START DATA SUPPLIED

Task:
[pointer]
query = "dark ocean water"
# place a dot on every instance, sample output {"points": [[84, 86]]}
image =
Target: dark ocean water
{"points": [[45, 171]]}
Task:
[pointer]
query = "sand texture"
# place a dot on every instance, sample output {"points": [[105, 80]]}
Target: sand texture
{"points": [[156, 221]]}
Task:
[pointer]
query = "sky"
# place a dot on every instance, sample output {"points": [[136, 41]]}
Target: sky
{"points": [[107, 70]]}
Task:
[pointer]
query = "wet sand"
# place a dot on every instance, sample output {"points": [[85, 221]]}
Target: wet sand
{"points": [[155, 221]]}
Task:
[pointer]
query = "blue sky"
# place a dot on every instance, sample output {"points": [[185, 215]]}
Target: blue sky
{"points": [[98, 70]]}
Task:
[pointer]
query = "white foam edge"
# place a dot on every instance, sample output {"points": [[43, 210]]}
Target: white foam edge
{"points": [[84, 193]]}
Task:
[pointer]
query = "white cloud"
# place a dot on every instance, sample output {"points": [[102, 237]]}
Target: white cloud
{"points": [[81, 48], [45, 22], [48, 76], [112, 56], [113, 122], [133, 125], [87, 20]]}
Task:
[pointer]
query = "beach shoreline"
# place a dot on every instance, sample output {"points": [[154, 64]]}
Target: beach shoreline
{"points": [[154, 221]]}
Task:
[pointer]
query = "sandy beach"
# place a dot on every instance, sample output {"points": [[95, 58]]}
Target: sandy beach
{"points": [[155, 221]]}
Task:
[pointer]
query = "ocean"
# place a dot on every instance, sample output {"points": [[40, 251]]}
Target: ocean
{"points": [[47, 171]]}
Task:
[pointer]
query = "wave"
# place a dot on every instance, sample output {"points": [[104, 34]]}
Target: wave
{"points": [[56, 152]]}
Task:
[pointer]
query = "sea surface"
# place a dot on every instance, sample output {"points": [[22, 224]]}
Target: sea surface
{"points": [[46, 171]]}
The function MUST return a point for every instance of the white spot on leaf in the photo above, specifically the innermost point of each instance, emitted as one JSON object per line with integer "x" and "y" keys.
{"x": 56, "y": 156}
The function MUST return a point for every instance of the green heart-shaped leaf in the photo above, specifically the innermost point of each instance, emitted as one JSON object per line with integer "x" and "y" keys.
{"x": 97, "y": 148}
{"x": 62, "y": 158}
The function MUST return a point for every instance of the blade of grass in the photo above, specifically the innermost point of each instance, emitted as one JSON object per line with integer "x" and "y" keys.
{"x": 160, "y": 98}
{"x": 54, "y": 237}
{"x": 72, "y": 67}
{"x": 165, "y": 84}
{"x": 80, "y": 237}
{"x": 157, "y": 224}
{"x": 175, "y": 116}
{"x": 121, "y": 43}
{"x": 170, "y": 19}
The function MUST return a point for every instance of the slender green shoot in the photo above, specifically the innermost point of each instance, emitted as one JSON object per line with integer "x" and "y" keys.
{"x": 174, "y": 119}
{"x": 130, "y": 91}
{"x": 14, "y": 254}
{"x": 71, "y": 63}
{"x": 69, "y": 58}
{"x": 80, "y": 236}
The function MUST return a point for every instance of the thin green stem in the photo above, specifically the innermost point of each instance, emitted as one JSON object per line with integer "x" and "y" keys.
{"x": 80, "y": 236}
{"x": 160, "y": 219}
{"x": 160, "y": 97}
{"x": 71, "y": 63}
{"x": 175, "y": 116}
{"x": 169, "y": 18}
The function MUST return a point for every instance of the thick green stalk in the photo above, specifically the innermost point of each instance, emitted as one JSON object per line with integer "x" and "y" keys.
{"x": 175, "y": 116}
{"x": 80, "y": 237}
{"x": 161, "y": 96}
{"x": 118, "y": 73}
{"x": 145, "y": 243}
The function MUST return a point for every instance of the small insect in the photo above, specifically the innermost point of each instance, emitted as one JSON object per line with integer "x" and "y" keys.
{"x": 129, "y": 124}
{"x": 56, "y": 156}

END DATA SUPPLIED

→ PROBLEM: Find the word "query" in the entries. Copy each line that holds it.

→ EXPECTED OUTPUT:
query = "dark ocean water"
query = "sand texture"
query = "sky"
query = "wet sand"
query = "blue sky"
query = "white foam edge"
query = "white cloud"
query = "beach shoreline"
query = "sandy beach"
query = "ocean"
query = "wave"
query = "sea surface"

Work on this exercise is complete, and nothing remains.